--- BEGIN Entries ---

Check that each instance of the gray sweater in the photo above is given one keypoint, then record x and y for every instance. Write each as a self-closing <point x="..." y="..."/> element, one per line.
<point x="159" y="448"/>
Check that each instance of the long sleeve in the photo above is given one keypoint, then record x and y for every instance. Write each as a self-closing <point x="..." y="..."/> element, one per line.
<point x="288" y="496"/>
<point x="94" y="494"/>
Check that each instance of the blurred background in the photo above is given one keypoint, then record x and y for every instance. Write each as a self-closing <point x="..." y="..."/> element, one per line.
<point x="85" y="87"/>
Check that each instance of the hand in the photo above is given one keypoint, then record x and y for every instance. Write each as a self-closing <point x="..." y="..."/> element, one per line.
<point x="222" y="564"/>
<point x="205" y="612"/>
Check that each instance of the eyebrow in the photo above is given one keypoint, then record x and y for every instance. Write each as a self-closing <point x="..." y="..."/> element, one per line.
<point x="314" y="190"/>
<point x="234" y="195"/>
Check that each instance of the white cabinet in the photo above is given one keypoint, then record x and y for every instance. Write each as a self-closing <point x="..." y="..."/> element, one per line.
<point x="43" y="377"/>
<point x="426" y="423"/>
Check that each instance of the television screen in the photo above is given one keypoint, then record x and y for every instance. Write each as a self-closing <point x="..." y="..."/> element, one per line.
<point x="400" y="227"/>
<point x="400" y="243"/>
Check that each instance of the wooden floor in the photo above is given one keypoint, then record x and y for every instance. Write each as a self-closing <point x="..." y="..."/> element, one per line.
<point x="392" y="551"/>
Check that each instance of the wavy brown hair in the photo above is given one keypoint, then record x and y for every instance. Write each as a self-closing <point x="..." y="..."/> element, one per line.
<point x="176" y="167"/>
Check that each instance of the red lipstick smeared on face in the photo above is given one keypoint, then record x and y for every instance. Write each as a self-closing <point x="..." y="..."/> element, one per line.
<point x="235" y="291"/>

--- END Entries ---

> Set problem: Please copy all of the data above word for word, leaving every line unchanged.

> Expected answer:
Check that each instance of the gray sweater in the photo above is given one keypoint, then record x and y for every instance. Write each as a self-closing <point x="..." y="..."/> element, one per line.
<point x="159" y="448"/>
Check that each instance of the long sleeve in the photo above is given one keypoint, then record x and y for every instance. Write each as a self-closing <point x="..." y="..."/> element, one per line.
<point x="288" y="496"/>
<point x="94" y="494"/>
Check that each instance of the blurred background in the photo above is given one keypoint, then record x and y for every instance. Write each as a self-closing <point x="..." y="..."/> element, one per line.
<point x="85" y="87"/>
Check that each instance of the hand in the photo above is given one keypoint, then record x and y for every instance. Write each as a self-closing <point x="..." y="..."/> element, one per line.
<point x="222" y="564"/>
<point x="205" y="612"/>
Check that each instance of the eyebrow in the photo above is given one keypoint, then record x and y for every instance. Write each as a self-closing <point x="..." y="..."/> element, one per line.
<point x="314" y="190"/>
<point x="234" y="195"/>
Check that each instance of the white cabinet in the photo above is given one keypoint, then record x and y for every instance. Write each as a self-closing <point x="..." y="..."/> element, one per line.
<point x="43" y="377"/>
<point x="426" y="423"/>
Check that each instance of the television screen in the photo above is given one keypoint, then record x and y for every instance. Write each as a self-closing <point x="..." y="..."/> element, one per line.
<point x="400" y="227"/>
<point x="400" y="243"/>
Check that each instance of the wooden floor in the photo above is given one keypoint, then record x and y for every instance. Write each as a self-closing <point x="..." y="..."/> element, one per line.
<point x="392" y="551"/>
Check that each instance of the wavy brown hair in the photo above is given one keypoint, then record x and y for every instance. Write each as a self-closing <point x="..." y="..."/> element, one per line.
<point x="176" y="167"/>
Check that each instance of the red lipstick smeared on face in the photo above is given one keypoint, then record x and y for every instance. Write each as a self-closing <point x="..." y="..."/> element, one per line.
<point x="235" y="291"/>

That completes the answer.